(Stored items)
════
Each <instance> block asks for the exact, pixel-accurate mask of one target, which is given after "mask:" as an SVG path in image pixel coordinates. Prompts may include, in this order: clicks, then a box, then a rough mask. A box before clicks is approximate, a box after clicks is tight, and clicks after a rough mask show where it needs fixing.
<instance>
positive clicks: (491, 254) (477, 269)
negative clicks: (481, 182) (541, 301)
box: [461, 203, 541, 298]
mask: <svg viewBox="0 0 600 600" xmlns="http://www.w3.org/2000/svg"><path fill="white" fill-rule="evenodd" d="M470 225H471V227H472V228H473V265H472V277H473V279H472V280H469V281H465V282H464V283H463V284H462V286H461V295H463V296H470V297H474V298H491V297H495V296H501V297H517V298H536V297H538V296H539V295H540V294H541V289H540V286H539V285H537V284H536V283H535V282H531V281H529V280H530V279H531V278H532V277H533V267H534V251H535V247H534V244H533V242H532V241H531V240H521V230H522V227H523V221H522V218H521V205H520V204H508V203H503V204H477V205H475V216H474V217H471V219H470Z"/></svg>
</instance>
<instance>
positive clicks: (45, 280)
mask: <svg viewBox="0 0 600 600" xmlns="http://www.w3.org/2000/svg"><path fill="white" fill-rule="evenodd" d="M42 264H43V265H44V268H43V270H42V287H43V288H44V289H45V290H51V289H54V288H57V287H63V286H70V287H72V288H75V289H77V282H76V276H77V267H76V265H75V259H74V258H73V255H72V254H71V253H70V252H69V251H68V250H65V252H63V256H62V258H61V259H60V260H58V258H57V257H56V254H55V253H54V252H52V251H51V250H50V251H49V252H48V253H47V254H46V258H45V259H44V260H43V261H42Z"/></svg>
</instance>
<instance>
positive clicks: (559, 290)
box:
════
● YOUR INSTRUCTIONS: All the entries should be written out again precisely.

● TASK RESULT:
Each <instance> block asks for the exact, pixel-accurate mask of one target, which is given after "mask:" as an SVG path in image pixel coordinates. Prompts may include, in this order: clicks, then a box, then a rough mask. A box before clicks is approximate, a box after clicks is tight, and clicks after a rough mask show where it needs fixing.
<instance>
positive clicks: (491, 254) (477, 269)
negative clicks: (481, 182) (541, 301)
box: [461, 203, 541, 298]
mask: <svg viewBox="0 0 600 600" xmlns="http://www.w3.org/2000/svg"><path fill="white" fill-rule="evenodd" d="M470 225H471V227H472V228H473V265H472V277H473V279H472V280H469V281H465V282H464V283H463V284H462V286H461V295H463V296H470V297H474V298H491V297H495V296H501V297H517V298H536V297H538V296H539V295H540V294H541V289H540V286H539V285H537V284H536V283H535V282H531V281H529V280H530V279H531V278H532V277H533V267H534V251H535V247H534V244H533V242H532V241H531V240H521V230H522V227H523V221H522V218H521V205H520V204H508V203H503V204H477V205H475V216H474V217H471V219H470Z"/></svg>
</instance>
<instance>
positive clicks: (45, 280)
mask: <svg viewBox="0 0 600 600" xmlns="http://www.w3.org/2000/svg"><path fill="white" fill-rule="evenodd" d="M42 264H43V265H44V268H43V270H42V287H43V288H44V289H45V290H51V289H54V288H57V287H63V286H70V287H72V288H75V289H77V282H76V276H77V267H76V265H75V259H74V258H73V255H72V254H71V253H70V252H69V251H68V250H65V252H63V256H62V258H61V259H60V260H58V258H57V257H56V254H55V253H54V252H52V251H51V250H50V251H49V252H48V253H47V254H46V258H45V259H44V260H43V261H42Z"/></svg>
</instance>
<instance>
positive clicks: (559, 290)
box:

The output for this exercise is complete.